▶ Supplied data
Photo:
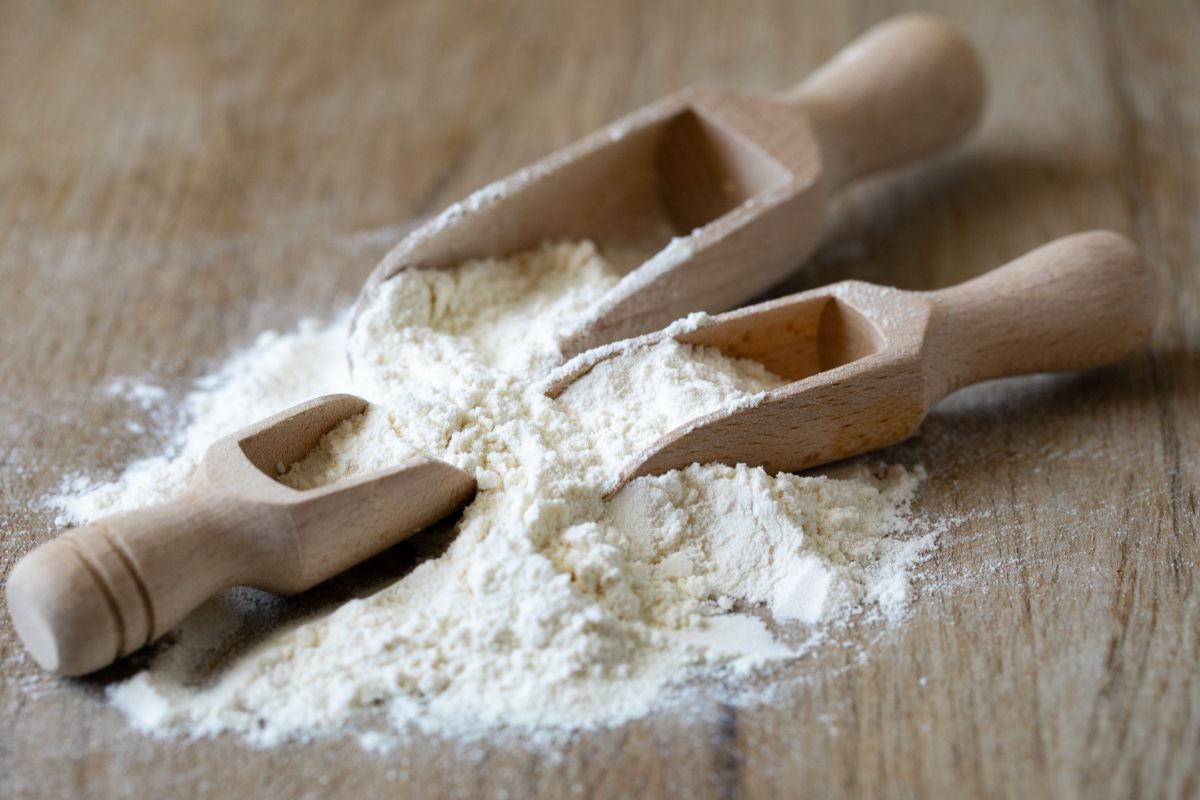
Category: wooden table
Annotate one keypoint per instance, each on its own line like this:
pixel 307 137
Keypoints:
pixel 177 176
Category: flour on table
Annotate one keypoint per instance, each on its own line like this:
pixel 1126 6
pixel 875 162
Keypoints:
pixel 551 609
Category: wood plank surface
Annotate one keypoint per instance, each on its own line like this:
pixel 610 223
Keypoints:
pixel 177 176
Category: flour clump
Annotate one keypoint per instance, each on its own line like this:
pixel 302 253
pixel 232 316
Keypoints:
pixel 551 608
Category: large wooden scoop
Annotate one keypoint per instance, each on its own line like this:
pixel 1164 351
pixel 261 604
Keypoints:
pixel 867 362
pixel 97 593
pixel 726 191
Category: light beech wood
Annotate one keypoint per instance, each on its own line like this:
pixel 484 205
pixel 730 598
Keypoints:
pixel 867 362
pixel 178 176
pixel 97 593
pixel 730 190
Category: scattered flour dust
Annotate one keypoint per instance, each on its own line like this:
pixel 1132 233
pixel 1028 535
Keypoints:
pixel 551 609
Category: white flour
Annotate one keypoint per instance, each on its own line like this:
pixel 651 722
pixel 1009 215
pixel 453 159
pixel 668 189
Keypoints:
pixel 551 608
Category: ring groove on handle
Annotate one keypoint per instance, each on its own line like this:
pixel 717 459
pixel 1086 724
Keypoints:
pixel 123 553
pixel 97 575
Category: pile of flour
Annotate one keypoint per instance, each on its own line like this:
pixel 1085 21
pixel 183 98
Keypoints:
pixel 551 608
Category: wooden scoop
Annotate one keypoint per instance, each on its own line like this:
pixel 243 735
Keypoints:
pixel 868 362
pixel 97 593
pixel 729 190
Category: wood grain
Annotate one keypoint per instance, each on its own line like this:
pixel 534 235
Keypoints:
pixel 177 176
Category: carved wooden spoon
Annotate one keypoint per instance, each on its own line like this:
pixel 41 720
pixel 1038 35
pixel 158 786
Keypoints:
pixel 867 362
pixel 741 181
pixel 83 600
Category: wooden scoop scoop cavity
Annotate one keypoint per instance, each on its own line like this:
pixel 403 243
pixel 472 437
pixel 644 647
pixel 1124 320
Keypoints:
pixel 727 191
pixel 105 590
pixel 867 362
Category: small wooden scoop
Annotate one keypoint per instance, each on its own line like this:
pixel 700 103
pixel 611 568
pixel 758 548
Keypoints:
pixel 729 190
pixel 868 362
pixel 97 593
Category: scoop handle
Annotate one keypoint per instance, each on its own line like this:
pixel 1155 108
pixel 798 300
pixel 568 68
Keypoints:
pixel 1077 302
pixel 97 593
pixel 905 89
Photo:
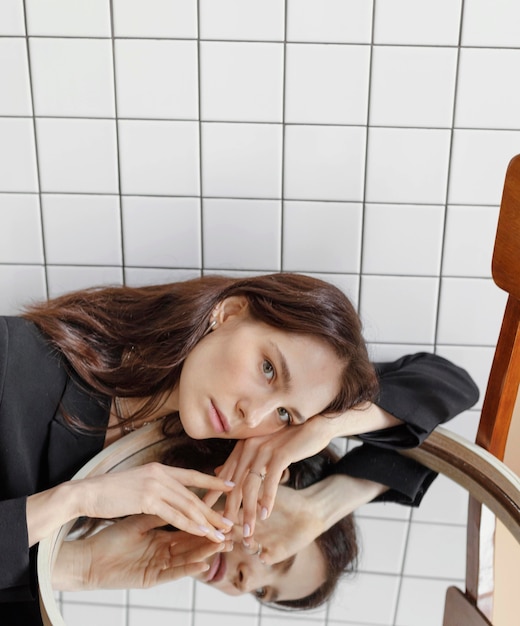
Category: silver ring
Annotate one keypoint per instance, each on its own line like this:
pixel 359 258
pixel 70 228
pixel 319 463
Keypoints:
pixel 261 476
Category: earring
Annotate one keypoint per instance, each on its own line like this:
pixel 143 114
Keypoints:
pixel 211 327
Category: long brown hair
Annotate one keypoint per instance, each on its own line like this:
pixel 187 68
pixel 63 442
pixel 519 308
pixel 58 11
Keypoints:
pixel 132 341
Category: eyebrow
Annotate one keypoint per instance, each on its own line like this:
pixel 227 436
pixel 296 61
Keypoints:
pixel 286 378
pixel 283 567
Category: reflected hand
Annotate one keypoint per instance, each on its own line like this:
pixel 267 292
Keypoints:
pixel 131 553
pixel 269 455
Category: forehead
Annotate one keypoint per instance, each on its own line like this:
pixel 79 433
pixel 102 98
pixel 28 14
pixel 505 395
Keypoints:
pixel 293 584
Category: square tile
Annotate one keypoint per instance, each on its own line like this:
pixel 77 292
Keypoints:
pixel 446 502
pixel 12 20
pixel 326 84
pixel 77 155
pixel 412 86
pixel 71 18
pixel 407 165
pixel 402 239
pixel 208 619
pixel 436 551
pixel 17 155
pixel 173 595
pixel 247 21
pixel 382 545
pixel 242 160
pixel 348 283
pixel 399 309
pixel 156 78
pixel 15 97
pixel 488 23
pixel 485 77
pixel 241 81
pixel 469 241
pixel 476 360
pixel 85 614
pixel 20 285
pixel 478 165
pixel 155 18
pixel 430 22
pixel 354 599
pixel 324 163
pixel 470 311
pixel 423 600
pixel 72 77
pixel 62 278
pixel 159 157
pixel 242 234
pixel 140 276
pixel 20 229
pixel 328 21
pixel 322 236
pixel 158 617
pixel 162 232
pixel 81 230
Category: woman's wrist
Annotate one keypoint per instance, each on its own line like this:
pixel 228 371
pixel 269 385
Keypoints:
pixel 48 510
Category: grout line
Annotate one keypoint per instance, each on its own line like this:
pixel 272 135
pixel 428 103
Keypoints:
pixel 448 181
pixel 36 157
pixel 199 104
pixel 118 152
pixel 284 139
pixel 365 173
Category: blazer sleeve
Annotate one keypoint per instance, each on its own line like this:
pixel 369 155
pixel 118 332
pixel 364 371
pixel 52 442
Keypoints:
pixel 423 390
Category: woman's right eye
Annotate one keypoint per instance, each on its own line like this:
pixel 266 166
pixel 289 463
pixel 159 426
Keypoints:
pixel 268 369
pixel 260 593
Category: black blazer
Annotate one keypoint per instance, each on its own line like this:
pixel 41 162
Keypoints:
pixel 39 449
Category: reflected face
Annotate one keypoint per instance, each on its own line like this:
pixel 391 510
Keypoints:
pixel 248 379
pixel 238 572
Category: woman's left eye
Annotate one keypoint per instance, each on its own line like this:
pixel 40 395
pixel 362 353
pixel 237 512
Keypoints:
pixel 260 593
pixel 268 369
pixel 284 415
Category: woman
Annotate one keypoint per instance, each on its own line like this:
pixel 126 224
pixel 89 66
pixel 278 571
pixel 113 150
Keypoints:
pixel 134 553
pixel 234 358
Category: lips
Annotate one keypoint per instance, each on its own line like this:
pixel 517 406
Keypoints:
pixel 217 570
pixel 217 420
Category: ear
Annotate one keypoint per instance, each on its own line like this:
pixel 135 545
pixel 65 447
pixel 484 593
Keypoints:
pixel 234 306
pixel 285 476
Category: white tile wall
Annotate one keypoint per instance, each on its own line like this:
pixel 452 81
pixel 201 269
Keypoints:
pixel 361 141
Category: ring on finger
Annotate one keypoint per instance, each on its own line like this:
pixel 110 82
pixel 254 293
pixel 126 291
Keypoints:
pixel 259 474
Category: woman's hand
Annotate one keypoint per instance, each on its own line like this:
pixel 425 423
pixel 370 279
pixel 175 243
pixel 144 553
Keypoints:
pixel 153 488
pixel 131 553
pixel 268 456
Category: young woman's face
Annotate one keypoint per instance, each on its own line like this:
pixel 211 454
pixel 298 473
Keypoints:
pixel 248 379
pixel 238 572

▶ Problem
Put the stretch from the start of the rows through the line containing "pixel 726 191" into a JSON list of strings, one string per line with blank lines omitted. Leave the pictures out of the answer.

▶ Solution
[
  "Photo:",
  "Category: wooden table",
  "Annotate one keypoint per instance, each on its own line like this:",
  "pixel 307 137",
  "Keypoints:",
  "pixel 177 176",
  "Category: flour on table",
  "Annotate one keypoint per instance, each on its own line like this:",
  "pixel 1126 6",
  "pixel 875 162",
  "Keypoints:",
  "pixel 551 609",
  "Category: wood plank surface",
  "Annotate one keypoint per instance, each on its own line like this:",
  "pixel 610 223",
  "Keypoints:",
  "pixel 177 176",
  "Category: flour clump",
  "Annotate one keypoint per instance, each on its own line like this:",
  "pixel 302 253",
  "pixel 232 316",
  "Keypoints:",
  "pixel 551 608",
  "Category: large wooden scoop",
  "Annotate one keypoint per instance, each on its own line like this:",
  "pixel 1164 351",
  "pixel 261 604",
  "Keypoints:",
  "pixel 867 362",
  "pixel 97 593",
  "pixel 726 191"
]